-- Tareas del ejercicio --
**1.** Di si cada afirmación concuerda con el fragmento, respondiendo sí o no y citando textualmente las palabras que lo deciden. (a) Quien escribe respondió de forma beligerante. (b) La sensación se compara con un raspón de tiza sobre una pizarra. (c) Lo vivido ocurrió hace varios años.
**2.** Transcribe sin cambios la parte del fragmento que empieza con las palabras que contienen "No pretendo" y termina con "la misma estupidez.".

-- Fragmento para leer --
● ● ● ●

Hay veces en
que nos mordemos la lengua y no sabemos por qué. En mitad de una conversación
alguien se pone agresivo, emite una supuesta opinión que se convierte en un
juicio valorativo sobre tu persona y, aunque sabemos que no hemos de permitir
que esas cuestiones nos afecten, es como un raspón de tiza en la superficie de
una pizarra. Te chirrían hasta las muelas. En los últimos días he tenido la
suerte de poder vivir en primera persona esta circunstancia y, a sabiendas de
que de mi respuesta beligerante no iba a sacar nada positivo ni para mí ni para
mis interlocutores, cerré la boca. Pero recapacitando sobre ello, he querido
explayarme sobre el tema.
No pretendo
caer en el error ignorante del que expone un fallo ajeno y de esta manera lo
comete él mismo. Si critico a la gente que se dedica a enjuiciar a quienes les
rodean, y yo emito los mismos juicios, estaría cayendo en la misma estupidez.
Sin embargo, en aras de evitar sufrimiento, creo necesario hacer los siguientes
comentarios.

● ● ● ●

-- Datos mostrados --
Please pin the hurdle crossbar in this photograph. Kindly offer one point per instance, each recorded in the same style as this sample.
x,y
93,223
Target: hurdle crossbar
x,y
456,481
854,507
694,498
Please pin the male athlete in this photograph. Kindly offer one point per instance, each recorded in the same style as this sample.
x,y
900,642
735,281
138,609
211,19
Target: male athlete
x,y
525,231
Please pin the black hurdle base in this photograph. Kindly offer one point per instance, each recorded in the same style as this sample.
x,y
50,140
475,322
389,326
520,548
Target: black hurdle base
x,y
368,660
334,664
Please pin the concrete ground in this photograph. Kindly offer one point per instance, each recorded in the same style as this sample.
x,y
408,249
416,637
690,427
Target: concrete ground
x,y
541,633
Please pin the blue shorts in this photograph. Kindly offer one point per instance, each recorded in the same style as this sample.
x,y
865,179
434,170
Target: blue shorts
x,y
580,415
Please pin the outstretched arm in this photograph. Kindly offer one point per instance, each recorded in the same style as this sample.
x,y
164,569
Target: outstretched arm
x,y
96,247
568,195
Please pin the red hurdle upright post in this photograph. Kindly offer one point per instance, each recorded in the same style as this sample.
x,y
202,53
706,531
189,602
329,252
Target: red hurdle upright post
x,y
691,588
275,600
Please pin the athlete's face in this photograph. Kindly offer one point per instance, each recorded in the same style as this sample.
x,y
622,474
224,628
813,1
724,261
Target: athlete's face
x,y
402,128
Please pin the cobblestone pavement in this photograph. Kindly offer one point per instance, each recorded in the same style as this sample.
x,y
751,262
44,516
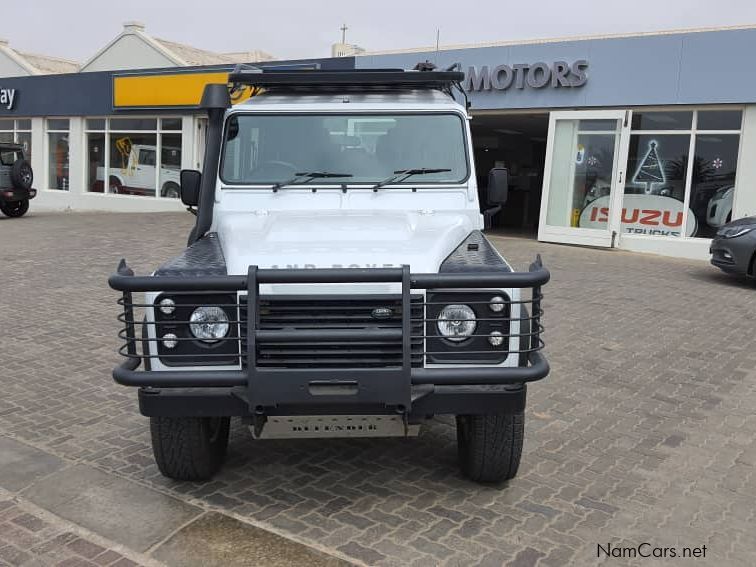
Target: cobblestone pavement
x,y
644,432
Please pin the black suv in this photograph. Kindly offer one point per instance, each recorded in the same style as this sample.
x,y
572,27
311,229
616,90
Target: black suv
x,y
16,179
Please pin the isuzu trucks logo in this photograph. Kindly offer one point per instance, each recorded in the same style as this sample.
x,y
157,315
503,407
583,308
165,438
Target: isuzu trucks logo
x,y
7,98
641,214
559,74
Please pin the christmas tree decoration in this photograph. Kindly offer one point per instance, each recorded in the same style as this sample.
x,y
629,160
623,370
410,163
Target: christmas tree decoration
x,y
651,169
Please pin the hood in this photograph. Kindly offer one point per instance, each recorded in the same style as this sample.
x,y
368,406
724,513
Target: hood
x,y
340,239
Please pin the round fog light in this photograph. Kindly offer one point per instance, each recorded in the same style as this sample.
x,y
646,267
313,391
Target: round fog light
x,y
496,338
456,322
170,340
208,324
167,306
496,304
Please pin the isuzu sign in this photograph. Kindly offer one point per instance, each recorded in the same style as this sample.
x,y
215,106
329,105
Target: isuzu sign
x,y
641,214
558,74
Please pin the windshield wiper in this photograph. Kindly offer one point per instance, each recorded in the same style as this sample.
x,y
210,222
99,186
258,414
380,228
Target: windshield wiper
x,y
305,176
402,174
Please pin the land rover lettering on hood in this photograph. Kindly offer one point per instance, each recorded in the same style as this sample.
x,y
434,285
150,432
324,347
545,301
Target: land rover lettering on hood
x,y
336,282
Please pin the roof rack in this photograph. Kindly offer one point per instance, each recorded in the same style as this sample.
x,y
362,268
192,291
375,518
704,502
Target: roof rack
x,y
350,80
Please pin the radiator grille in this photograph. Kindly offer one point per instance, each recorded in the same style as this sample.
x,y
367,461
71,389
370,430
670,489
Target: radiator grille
x,y
333,313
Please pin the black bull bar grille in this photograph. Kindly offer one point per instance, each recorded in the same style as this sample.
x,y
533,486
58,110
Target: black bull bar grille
x,y
338,353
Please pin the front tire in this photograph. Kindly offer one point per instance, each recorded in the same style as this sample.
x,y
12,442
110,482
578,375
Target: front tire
x,y
14,209
490,446
189,448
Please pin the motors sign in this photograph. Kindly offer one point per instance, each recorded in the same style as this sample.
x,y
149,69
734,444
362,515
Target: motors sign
x,y
654,215
559,74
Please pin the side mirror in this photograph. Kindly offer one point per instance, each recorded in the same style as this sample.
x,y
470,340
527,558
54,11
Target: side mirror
x,y
191,180
498,186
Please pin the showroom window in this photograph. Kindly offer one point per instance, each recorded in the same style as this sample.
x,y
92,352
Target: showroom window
x,y
693,196
17,131
142,156
58,132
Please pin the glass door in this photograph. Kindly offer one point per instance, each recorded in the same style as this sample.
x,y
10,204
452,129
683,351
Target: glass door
x,y
586,153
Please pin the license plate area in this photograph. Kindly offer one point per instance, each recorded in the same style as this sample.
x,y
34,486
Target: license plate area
x,y
335,426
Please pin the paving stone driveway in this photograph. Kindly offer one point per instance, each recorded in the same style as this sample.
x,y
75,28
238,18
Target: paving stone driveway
x,y
644,432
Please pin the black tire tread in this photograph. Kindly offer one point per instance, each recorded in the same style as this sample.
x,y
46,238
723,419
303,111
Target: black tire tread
x,y
9,209
183,450
17,178
492,454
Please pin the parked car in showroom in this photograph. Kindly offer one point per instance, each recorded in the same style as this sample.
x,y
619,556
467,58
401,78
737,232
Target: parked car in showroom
x,y
138,176
16,177
734,248
719,209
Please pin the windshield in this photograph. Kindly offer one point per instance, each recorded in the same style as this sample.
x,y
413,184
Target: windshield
x,y
269,149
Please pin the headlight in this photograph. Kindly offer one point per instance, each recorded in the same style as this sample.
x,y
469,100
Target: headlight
x,y
208,324
735,231
456,322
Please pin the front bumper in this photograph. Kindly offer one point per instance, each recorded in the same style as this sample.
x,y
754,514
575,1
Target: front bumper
x,y
255,390
733,255
16,194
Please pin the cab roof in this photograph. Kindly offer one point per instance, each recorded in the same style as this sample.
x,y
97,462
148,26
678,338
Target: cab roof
x,y
417,100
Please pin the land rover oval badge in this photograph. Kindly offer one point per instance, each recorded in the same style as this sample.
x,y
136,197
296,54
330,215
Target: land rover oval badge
x,y
381,313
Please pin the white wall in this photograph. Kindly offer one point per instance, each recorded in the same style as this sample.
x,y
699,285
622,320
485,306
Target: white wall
x,y
744,204
128,52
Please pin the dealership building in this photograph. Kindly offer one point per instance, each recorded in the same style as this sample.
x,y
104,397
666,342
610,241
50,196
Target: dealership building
x,y
644,142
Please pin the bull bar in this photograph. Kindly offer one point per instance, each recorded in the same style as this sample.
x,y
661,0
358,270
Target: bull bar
x,y
399,387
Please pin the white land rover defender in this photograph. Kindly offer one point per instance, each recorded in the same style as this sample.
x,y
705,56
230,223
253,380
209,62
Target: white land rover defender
x,y
336,282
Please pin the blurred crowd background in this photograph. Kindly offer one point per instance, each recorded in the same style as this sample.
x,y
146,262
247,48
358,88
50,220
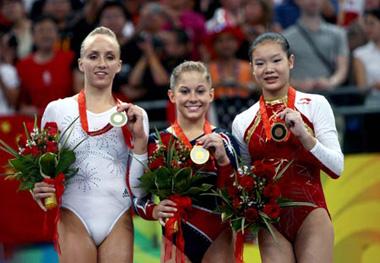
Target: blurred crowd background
x,y
337,48
336,44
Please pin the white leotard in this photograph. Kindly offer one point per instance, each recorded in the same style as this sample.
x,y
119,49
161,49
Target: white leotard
x,y
98,193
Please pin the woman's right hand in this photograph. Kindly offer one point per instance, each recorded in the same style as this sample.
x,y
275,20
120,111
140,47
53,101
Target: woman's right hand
x,y
40,191
166,208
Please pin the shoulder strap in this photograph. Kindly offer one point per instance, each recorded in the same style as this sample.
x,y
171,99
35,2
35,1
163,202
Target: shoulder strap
x,y
319,54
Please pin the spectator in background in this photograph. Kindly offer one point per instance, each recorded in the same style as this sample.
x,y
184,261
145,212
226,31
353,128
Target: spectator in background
x,y
320,48
183,17
20,27
371,4
367,58
231,76
148,79
62,12
9,82
46,74
229,14
258,18
286,13
83,24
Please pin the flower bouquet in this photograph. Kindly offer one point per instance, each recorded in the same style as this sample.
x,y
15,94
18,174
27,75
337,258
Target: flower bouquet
x,y
172,175
253,200
39,158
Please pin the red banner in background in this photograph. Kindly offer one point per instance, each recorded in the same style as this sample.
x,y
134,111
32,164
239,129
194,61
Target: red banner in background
x,y
21,219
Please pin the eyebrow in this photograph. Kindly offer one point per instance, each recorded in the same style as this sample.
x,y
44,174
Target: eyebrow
x,y
275,55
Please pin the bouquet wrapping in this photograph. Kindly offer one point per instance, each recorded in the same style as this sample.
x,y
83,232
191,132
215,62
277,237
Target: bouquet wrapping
x,y
42,155
172,175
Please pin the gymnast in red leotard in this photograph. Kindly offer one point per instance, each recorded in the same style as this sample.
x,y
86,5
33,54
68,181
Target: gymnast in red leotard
x,y
290,125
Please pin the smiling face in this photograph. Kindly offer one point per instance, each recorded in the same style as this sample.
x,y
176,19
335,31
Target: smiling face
x,y
100,61
271,68
192,95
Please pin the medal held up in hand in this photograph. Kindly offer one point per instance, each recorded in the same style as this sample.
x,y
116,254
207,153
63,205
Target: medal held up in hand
x,y
279,131
118,119
199,155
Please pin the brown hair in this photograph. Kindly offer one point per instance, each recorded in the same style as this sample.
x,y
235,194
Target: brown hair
x,y
189,66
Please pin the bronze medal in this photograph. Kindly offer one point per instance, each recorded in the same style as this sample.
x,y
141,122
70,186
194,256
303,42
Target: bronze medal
x,y
199,155
279,131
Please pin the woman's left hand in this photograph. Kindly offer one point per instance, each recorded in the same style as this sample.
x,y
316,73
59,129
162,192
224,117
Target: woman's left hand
x,y
214,143
136,125
293,120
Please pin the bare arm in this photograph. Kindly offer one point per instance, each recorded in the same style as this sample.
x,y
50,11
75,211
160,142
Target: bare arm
x,y
340,73
137,72
359,73
11,95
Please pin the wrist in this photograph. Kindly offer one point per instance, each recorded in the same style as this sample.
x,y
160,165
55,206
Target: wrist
x,y
223,161
308,141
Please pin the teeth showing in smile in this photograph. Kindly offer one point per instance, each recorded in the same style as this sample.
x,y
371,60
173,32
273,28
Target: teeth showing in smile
x,y
193,108
101,73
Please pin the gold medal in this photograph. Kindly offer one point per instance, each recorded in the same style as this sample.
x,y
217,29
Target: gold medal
x,y
279,132
50,202
118,119
199,155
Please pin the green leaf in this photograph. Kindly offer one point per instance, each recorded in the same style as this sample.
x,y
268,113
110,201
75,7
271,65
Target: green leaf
x,y
236,223
163,178
266,220
6,148
47,163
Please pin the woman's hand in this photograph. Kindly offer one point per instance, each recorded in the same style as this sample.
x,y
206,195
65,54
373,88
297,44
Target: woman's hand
x,y
293,120
136,126
40,191
166,208
214,143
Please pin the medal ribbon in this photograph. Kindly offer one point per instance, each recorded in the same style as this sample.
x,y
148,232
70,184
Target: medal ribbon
x,y
181,135
84,122
264,113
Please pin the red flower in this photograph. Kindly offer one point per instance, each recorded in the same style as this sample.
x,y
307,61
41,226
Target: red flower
x,y
236,202
152,147
246,182
272,191
264,170
251,214
272,210
29,126
21,142
31,150
232,190
51,147
51,128
166,138
156,163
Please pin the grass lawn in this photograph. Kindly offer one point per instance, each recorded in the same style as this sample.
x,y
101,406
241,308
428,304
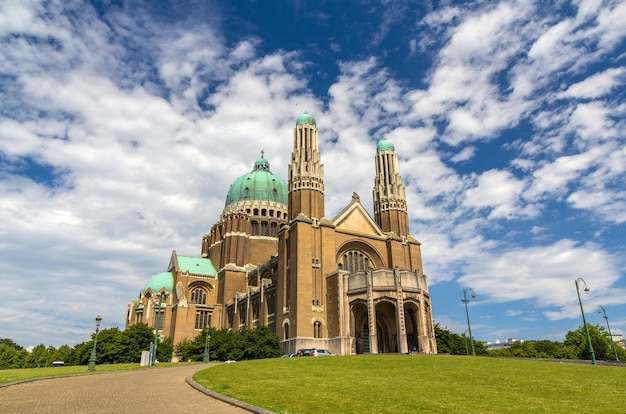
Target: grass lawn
x,y
422,383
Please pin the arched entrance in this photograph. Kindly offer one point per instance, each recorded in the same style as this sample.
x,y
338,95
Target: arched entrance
x,y
386,329
360,328
411,312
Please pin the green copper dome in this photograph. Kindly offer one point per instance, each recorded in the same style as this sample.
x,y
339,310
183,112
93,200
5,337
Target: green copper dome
x,y
305,119
385,145
159,281
259,184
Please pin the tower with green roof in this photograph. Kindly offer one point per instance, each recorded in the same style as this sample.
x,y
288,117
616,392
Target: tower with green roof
x,y
390,208
352,284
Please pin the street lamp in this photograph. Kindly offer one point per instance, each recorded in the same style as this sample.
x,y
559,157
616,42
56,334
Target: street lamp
x,y
206,347
162,296
92,358
586,289
602,312
469,328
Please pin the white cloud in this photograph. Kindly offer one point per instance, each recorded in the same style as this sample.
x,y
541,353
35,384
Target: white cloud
x,y
544,275
597,85
498,190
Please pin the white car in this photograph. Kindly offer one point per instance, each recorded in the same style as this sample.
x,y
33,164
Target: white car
x,y
321,352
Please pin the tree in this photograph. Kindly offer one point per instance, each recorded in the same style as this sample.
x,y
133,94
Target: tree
x,y
12,357
259,343
452,343
600,341
228,345
135,339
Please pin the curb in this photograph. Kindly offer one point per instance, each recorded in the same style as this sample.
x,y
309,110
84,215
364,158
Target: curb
x,y
224,398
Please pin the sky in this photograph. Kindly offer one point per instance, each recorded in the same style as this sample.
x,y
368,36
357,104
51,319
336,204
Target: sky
x,y
123,124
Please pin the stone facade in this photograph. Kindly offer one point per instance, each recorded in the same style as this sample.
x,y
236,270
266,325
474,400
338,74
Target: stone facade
x,y
353,284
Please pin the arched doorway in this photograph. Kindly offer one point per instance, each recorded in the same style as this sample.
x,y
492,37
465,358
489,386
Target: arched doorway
x,y
359,327
411,312
386,329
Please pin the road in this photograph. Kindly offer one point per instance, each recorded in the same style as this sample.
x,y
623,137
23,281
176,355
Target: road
x,y
159,390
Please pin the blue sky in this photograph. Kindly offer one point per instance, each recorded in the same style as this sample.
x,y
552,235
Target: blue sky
x,y
123,124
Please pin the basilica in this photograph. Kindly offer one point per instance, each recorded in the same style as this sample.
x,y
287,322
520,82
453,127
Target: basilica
x,y
351,284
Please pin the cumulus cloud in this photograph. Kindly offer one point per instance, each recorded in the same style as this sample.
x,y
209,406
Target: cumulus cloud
x,y
121,132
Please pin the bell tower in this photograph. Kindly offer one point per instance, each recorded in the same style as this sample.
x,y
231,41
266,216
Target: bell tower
x,y
306,172
390,208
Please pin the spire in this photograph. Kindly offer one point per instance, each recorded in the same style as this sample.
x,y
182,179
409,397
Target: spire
x,y
390,208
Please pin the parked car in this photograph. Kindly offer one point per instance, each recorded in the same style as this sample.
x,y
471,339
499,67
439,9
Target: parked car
x,y
314,352
321,352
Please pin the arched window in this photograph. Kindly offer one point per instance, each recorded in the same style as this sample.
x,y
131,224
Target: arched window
x,y
198,295
203,319
317,329
354,261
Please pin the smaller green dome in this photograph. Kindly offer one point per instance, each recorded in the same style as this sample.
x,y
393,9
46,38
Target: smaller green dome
x,y
305,119
159,281
385,145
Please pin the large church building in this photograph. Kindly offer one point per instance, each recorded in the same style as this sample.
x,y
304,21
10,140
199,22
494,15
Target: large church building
x,y
352,284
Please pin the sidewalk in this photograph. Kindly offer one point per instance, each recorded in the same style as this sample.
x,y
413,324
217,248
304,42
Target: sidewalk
x,y
134,391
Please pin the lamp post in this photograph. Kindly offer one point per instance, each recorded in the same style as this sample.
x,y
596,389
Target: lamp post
x,y
162,296
466,301
602,312
92,358
465,340
206,347
586,289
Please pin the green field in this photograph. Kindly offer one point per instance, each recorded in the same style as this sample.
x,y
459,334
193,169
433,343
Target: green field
x,y
424,383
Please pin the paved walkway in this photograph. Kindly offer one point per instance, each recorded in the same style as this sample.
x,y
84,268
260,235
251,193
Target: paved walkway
x,y
161,390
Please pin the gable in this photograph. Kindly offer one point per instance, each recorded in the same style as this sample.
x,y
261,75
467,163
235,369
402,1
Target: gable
x,y
355,219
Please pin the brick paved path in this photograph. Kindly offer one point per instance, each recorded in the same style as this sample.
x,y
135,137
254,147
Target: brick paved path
x,y
160,390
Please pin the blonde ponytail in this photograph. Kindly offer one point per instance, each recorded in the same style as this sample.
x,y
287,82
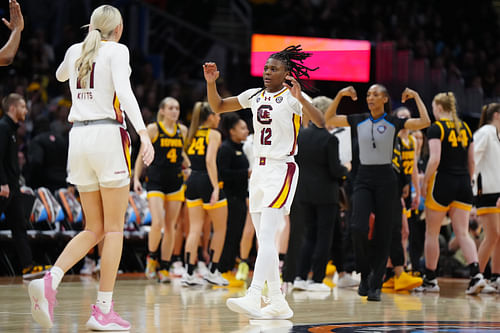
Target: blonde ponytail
x,y
103,21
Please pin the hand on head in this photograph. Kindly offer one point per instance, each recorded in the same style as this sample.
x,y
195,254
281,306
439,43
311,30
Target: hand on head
x,y
349,92
292,84
210,72
16,17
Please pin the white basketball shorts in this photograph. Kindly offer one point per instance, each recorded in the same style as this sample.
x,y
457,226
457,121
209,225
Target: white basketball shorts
x,y
272,184
98,154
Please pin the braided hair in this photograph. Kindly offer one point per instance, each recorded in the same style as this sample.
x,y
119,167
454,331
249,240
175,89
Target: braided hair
x,y
293,57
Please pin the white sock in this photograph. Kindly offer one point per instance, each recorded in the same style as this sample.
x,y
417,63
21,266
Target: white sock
x,y
256,288
104,299
57,275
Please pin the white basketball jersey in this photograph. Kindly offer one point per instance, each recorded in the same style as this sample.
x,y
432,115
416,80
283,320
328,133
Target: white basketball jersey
x,y
108,92
276,121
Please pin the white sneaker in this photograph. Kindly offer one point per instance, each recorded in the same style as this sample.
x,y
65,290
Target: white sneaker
x,y
299,284
347,281
191,280
97,267
177,269
201,269
429,286
278,309
249,305
476,284
488,289
88,267
314,286
215,278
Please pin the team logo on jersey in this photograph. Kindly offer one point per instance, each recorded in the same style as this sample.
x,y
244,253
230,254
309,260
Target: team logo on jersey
x,y
264,114
381,128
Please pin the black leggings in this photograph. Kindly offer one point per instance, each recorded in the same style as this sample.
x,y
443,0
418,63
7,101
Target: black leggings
x,y
416,240
375,190
397,254
14,210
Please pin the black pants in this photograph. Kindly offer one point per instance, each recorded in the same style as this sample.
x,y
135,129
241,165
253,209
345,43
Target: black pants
x,y
374,191
320,221
338,243
295,242
416,240
397,252
236,215
14,210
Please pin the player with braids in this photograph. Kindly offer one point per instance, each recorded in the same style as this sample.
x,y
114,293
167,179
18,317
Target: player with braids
x,y
447,189
277,113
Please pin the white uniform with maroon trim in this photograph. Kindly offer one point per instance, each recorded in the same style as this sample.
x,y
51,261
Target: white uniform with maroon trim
x,y
276,122
100,154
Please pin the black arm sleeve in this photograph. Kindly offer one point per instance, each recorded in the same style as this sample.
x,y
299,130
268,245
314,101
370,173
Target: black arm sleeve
x,y
224,158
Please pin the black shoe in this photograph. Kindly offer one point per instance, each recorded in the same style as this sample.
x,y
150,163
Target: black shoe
x,y
363,287
374,295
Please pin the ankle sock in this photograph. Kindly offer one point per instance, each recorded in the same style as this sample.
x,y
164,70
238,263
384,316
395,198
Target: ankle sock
x,y
430,274
165,264
104,299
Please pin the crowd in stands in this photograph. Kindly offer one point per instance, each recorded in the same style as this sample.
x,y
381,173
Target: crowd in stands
x,y
467,52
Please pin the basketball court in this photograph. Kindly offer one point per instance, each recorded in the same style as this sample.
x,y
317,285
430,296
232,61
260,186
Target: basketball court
x,y
154,307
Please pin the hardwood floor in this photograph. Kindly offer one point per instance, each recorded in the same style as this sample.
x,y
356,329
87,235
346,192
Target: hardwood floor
x,y
154,307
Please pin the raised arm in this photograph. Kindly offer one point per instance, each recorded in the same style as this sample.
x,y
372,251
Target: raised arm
x,y
331,116
416,123
16,25
217,103
310,110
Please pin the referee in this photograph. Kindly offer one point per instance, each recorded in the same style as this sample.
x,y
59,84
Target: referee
x,y
375,187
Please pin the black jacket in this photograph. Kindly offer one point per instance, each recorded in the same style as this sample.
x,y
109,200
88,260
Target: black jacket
x,y
47,160
9,163
320,170
233,168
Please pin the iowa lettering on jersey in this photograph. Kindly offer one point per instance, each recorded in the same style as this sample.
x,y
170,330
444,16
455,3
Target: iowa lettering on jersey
x,y
264,117
168,142
453,138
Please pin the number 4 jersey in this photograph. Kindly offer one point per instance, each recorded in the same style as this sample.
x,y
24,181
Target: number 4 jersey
x,y
454,145
276,121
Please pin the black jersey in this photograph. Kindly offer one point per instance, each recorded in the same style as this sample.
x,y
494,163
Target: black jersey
x,y
197,149
454,146
168,150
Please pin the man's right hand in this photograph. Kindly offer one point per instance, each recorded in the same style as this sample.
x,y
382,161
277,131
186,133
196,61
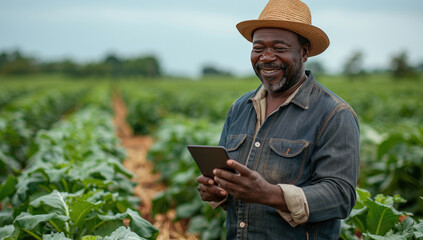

● ● ● ●

-- Respuestas en orden --
**1.** (a) No: «cerré la boca». (b) Sí: «es como un raspón de tiza en la superficie de una pizarra». (c) No: «En los últimos días».

**2.**
No pretendo
caer en el error ignorante del que expone un fallo ajeno y de esta manera lo
comete él mismo. Si critico a la gente que se dedica a enjuiciar a quienes les
rodean, y yo emito los mismos juicios, estaría cayendo en la misma estupidez.